### TEXTE PROPOSÉ
Redonner un nouveau souffle par une démocratie de proximité       
Il faudra bien reparler du redécoupage et de la taille des régions. Ce chantier devrait être l’occasion de rassembler tous les départements bretons.  La structure fiscale des budgets régionaux est telle que la région ne prélève que 3 % de l’impôt local. Si la région décidait d’une augmentation de 50 % des  bases fiscales, cela aurait une incidence réelle sur la feuille d’impôt de 1,5 %. Il est urgent de faire de la région une grande collectivité. Elle devrait au moins disposer de la capacité d’affecter a15 % des prélèvements effectués dans son territoire. De même, la clarté fiscale doit être faîte sur le « qui prélève quoi ». Bref, un impôt direct pour chaque niveau et non cet entrelacs qui permet de tout brouiller aux yeux du citoyen.

Subsidiarité et proximité : le principe de subsidiarité est une maxime politique et sociale selon laquelle la responsabilité d’une a ction publique doit être alloué à la plus petite entité capable de résoudre le problème elle-même. C’est une forme poussée de décentralisation visant à rapprocher au maximum le pouvoir et donc la prise de décision, du citoyen.
Péréquation et solidarité : la péréquation est le système de transfert d’impôts entre les entités fédérés, d’une Etat fédéral (cf les sytèmes allemands et canadiens). C’est un principe de solidarité entre les régions riches et pauvres, qui prend le contre-pied de la logique néo-libérale de créer des régions en concurrence les unes avec les autres.

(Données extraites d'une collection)

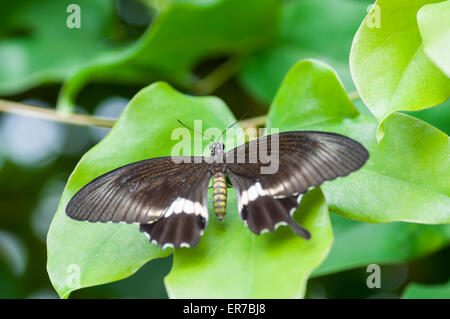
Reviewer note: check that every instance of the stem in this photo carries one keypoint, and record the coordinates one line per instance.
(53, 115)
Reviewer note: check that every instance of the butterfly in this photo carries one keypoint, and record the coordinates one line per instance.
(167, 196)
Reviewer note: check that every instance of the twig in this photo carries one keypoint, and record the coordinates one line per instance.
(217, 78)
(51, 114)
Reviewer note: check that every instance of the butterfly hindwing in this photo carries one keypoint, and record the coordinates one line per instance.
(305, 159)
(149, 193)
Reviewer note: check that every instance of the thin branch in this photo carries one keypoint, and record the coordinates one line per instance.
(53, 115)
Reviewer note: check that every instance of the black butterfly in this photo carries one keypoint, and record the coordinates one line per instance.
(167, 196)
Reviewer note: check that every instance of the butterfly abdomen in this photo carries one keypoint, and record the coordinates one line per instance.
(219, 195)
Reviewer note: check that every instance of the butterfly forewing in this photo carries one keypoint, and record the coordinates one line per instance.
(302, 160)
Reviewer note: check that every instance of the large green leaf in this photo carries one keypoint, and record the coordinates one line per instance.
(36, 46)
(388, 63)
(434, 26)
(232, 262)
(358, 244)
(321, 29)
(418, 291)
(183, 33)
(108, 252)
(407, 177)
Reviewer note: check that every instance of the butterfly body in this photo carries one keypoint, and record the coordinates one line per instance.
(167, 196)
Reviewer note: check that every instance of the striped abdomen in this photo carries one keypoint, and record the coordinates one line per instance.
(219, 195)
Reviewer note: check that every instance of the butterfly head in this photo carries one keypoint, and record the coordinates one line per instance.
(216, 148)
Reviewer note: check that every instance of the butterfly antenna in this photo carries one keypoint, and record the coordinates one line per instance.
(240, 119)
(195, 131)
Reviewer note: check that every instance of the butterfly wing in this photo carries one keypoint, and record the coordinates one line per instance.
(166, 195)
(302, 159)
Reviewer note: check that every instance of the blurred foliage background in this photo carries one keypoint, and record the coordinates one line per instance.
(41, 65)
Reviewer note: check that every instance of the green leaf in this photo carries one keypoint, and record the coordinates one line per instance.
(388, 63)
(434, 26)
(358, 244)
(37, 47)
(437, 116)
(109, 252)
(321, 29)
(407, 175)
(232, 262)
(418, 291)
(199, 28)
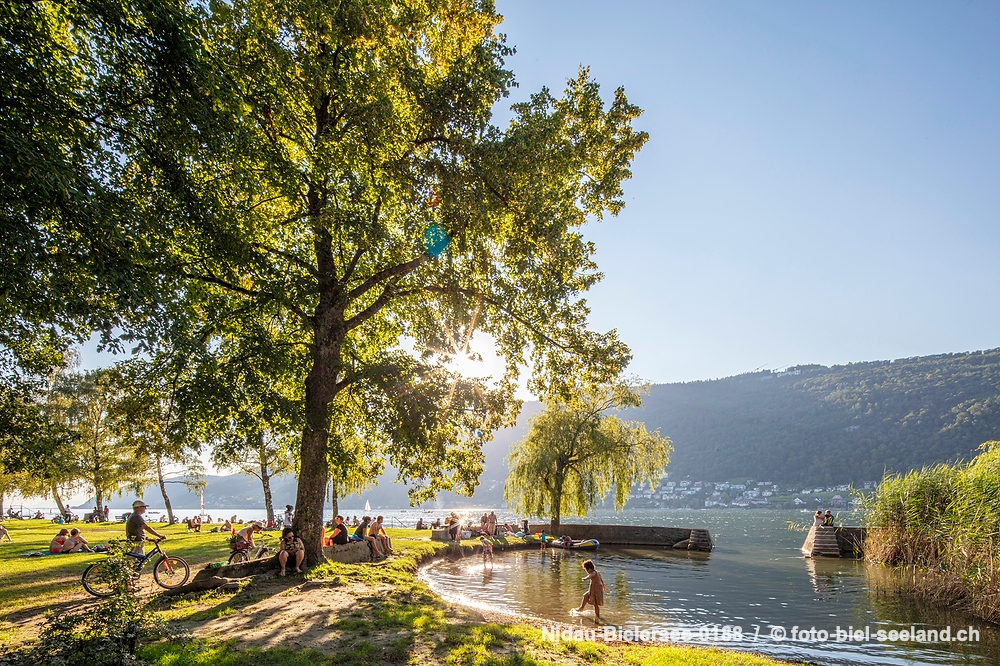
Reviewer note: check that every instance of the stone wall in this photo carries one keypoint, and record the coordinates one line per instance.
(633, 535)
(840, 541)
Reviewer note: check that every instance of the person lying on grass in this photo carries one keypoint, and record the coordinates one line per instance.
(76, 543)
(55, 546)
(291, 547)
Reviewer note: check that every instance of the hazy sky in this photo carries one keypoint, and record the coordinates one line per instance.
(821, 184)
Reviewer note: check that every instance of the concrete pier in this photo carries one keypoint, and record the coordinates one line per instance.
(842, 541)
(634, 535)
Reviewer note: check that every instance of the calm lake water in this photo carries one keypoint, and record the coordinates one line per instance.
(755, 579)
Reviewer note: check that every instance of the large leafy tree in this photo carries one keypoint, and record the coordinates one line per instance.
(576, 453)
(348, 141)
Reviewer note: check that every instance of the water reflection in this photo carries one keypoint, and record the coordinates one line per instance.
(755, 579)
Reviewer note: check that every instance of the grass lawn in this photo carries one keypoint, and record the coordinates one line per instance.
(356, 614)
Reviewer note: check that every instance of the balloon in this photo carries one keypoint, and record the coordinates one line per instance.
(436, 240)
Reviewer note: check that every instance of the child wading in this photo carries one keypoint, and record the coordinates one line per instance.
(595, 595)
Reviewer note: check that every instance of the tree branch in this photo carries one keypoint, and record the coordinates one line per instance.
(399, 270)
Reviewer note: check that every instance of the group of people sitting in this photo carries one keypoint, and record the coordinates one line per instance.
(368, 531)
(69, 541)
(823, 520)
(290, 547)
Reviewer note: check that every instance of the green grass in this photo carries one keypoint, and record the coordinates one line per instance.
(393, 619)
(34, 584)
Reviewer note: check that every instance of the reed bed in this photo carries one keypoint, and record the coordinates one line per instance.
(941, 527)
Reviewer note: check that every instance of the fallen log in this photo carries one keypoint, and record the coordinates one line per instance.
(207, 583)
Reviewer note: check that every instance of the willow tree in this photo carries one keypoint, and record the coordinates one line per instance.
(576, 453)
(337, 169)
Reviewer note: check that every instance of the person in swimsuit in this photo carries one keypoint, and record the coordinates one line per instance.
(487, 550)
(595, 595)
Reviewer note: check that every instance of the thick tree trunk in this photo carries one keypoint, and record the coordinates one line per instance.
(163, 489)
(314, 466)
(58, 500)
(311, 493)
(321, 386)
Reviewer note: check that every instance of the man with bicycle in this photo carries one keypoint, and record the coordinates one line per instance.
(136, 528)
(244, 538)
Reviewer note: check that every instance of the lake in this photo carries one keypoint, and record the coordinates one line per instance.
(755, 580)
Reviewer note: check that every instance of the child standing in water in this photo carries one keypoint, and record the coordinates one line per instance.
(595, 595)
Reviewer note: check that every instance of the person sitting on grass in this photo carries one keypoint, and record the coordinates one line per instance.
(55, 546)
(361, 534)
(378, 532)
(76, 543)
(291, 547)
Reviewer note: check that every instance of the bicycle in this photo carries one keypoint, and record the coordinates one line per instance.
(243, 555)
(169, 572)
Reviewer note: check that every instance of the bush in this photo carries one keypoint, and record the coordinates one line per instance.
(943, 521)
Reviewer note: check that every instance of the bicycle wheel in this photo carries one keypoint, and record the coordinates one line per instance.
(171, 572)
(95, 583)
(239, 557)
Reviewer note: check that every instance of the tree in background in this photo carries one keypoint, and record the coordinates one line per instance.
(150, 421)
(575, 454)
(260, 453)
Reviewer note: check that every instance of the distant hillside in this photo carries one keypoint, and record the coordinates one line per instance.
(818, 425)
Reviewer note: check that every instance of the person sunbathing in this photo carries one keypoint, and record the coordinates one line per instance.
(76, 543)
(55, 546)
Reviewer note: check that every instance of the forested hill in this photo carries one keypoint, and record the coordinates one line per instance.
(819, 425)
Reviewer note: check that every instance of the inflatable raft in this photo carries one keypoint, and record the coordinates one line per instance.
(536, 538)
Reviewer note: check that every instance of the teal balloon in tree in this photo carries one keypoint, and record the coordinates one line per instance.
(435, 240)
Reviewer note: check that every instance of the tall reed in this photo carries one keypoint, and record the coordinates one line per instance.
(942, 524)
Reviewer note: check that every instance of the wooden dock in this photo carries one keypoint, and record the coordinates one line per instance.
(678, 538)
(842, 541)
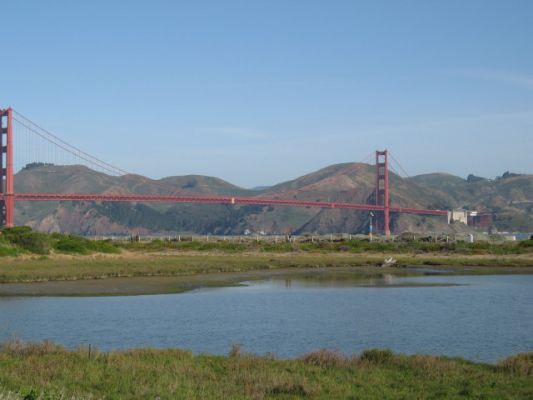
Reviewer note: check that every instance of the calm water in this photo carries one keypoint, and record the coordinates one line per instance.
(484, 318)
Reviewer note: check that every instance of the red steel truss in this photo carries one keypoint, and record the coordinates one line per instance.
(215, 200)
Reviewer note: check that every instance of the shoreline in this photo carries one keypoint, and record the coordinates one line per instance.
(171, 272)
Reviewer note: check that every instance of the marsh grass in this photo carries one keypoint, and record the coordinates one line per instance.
---
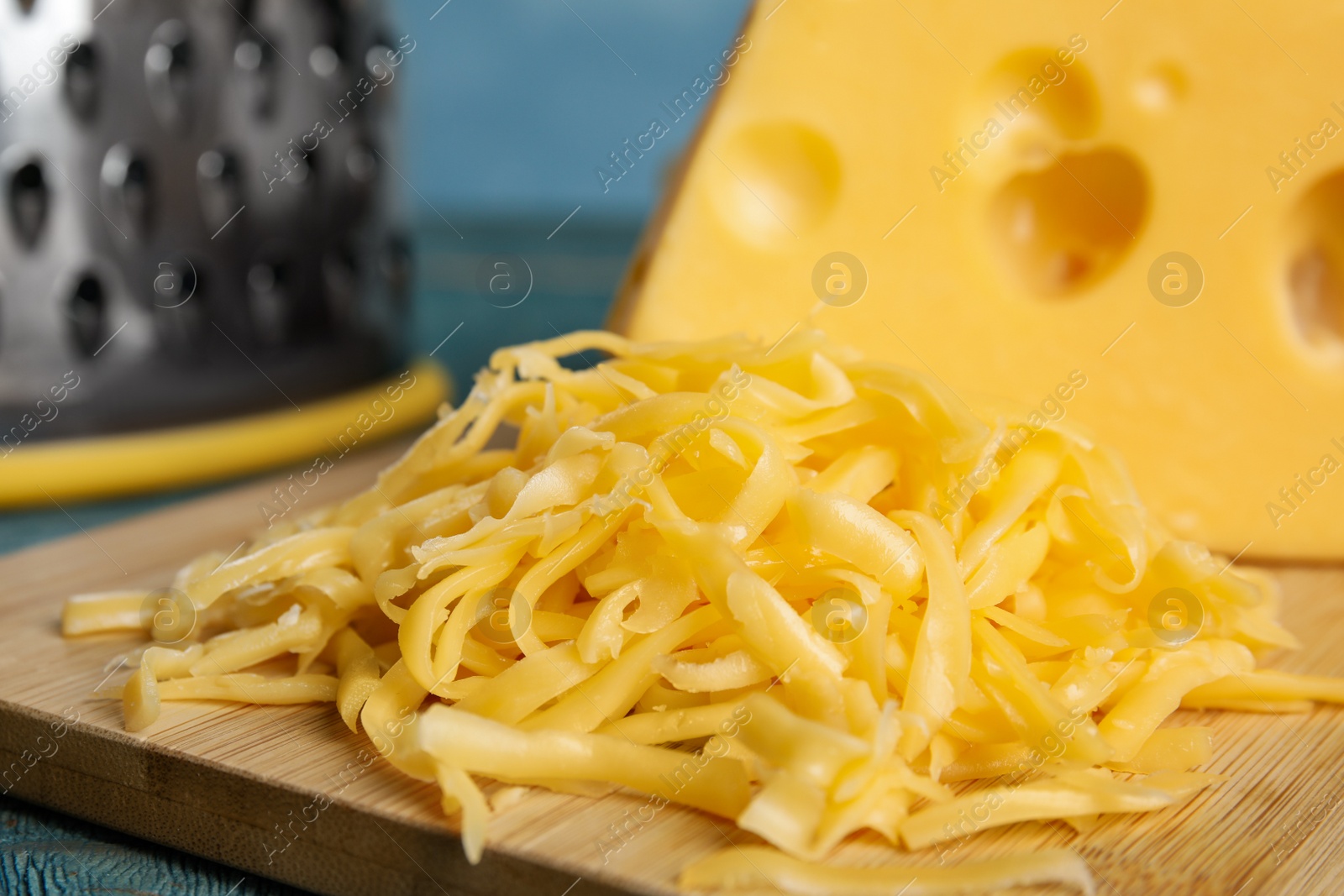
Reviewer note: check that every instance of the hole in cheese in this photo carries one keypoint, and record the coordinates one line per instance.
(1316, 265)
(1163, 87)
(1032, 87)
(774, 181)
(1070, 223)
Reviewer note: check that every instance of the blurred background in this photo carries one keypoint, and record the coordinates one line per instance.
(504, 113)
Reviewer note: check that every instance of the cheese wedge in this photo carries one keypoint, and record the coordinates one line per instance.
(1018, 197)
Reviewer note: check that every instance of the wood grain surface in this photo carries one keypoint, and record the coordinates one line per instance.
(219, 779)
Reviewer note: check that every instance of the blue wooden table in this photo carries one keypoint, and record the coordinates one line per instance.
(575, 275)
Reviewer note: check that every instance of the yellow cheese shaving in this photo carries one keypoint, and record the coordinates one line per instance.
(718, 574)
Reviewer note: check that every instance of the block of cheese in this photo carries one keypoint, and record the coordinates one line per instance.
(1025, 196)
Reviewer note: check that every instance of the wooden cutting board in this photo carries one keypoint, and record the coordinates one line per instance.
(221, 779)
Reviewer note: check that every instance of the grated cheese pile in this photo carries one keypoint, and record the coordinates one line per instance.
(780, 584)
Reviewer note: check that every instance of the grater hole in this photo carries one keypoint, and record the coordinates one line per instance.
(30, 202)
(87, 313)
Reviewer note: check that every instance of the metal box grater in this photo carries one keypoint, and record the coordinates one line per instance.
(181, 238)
* * *
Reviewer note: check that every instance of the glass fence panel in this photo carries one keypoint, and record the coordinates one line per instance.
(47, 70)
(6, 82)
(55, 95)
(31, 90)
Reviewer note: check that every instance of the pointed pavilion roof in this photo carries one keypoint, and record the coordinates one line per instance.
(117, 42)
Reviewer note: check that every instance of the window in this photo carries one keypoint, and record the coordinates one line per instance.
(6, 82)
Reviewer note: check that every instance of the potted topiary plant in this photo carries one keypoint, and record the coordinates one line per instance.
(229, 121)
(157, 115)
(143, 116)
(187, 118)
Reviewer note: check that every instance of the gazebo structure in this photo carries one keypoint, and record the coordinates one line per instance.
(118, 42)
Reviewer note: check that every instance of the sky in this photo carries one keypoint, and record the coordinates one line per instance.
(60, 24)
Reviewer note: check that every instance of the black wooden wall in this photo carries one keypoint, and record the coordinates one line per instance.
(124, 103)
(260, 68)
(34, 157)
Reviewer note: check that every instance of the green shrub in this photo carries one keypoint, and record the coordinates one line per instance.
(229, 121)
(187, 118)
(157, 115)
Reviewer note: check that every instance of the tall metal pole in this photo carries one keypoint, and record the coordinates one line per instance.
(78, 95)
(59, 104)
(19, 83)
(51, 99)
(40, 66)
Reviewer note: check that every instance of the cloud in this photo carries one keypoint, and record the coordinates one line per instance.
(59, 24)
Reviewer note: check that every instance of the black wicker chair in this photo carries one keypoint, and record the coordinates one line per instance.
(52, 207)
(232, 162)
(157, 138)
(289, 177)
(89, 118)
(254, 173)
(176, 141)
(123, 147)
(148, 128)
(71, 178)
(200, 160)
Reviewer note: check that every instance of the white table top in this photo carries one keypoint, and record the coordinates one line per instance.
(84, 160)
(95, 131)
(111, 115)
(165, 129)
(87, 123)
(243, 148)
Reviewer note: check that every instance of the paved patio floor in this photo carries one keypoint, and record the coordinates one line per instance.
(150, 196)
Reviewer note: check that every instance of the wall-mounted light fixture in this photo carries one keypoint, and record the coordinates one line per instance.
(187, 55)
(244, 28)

### SÉRIE DE CONSIGNES
[a] Repérez dans la liste ci-dessus chaque ligne contenant la chaîne « reed » et recopiez-la.
[b] Rédigez la suite du texte sur la démocratie de proximité et la fiscalité régionale, à partir de sa dernière phrase.

### RÉPONSES DANS L'ORDRE
[a]
Reviewer note: check that every instance of the reed bed in this photo carries one keypoint, and record the coordinates one line per instance.
Reviewer note: check that every instance of the tall reed in this photo carries one keypoint, and record the coordinates one line per instance.

[b]
Régionalisme et humanité : pour EELV la région est le niveau territorial  privilégie entre le local eét le continental mais la région, tout comme les niveaux surpra et infra, doit être basé sur une réalité vécue, humaine et non un découpage technocratique imposé aux habitants. Ce qui compte ce sont l’histoire, la culture, les réseaux socio-économiques, la complémentarité interne, la volonté de vivre ensemble. On peux ainsi envisager une région Pays Basque de la taille d’un demi-département et une région Val de Loire de la taille de 9 départements. Alors qu’on doit rejeter sans concession l’idée technocratique d’une région Ouest, on, doit souhaiter la réunification d’une Bretagne à cinq départements incluant la Loire Atlantique.

Une 3ème étape de la décentralisation : vers le fédéralisme différencié.
La 6ème république mettra en œuvre une nouvelle organisation de l’Etat sur un mode fédéral avec un pouvoir fort aux régions a qui seront données des compétences normatives importantes, couplées au rétablissement d’une véritable autonomie fiscale, l’Etat garantissant de son côté une péréquation fiscal entre régions pauvres et riches. Ce fédéralisme sera différencié dans le sens où la distribution des compétences et des formes d’organisation territoriales pourront varier d’une région à l’autre et qu’il sera accordé une large place à l’expérimentation régionale (normative, fiscale, politique).

Les écologistes proposent que :
-          Le Sénat soit transformé en chambre des régions sera la gardiens du principe de subsidiarité dans l’état fédéral. Il disposera de pouvoirs législatifs et de contrôle spécifiques relatifs à l’organisation territoriale de la République, s’agissant tout à la fois des règles régissant les compétences des collectivités territoriales., des conditions de leur autonomie normative et financière et de l’organisation de la solidarité financière entre les territoires.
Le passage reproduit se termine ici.